## Job
All lines from the one containing "</instance>" through the end of the entries below should appear in the answer exactly, with no others.

(Extracted records)
= Beginning of Section =

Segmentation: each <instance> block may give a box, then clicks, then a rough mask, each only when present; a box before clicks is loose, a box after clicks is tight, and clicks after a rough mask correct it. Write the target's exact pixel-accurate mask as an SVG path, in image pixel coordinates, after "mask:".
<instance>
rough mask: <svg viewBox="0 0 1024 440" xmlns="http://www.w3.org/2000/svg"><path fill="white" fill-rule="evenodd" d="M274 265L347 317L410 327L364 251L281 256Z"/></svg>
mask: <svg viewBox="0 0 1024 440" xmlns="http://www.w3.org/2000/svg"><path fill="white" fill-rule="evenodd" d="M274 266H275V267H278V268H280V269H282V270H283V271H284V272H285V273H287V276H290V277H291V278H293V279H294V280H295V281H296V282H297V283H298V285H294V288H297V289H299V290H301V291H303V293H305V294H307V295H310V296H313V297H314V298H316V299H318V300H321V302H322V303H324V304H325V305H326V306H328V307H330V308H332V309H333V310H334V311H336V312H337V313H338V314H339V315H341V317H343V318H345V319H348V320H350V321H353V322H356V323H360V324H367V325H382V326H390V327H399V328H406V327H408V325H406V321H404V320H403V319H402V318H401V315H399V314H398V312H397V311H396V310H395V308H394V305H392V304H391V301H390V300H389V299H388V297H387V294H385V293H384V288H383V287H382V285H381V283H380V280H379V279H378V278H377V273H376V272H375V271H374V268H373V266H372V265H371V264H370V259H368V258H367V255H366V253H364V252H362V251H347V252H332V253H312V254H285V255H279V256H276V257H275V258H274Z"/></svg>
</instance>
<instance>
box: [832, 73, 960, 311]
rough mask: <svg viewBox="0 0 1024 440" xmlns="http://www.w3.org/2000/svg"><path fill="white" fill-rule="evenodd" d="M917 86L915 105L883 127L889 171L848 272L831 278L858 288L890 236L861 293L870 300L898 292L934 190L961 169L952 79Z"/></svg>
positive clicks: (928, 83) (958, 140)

= End of Section =

## Exercise result
</instance>
<instance>
box: [832, 73, 960, 311]
rough mask: <svg viewBox="0 0 1024 440" xmlns="http://www.w3.org/2000/svg"><path fill="white" fill-rule="evenodd" d="M917 86L915 105L883 127L889 171L848 272L831 278L858 288L890 236L861 293L870 300L898 292L934 190L961 169L952 79Z"/></svg>
positive clicks: (928, 83) (958, 140)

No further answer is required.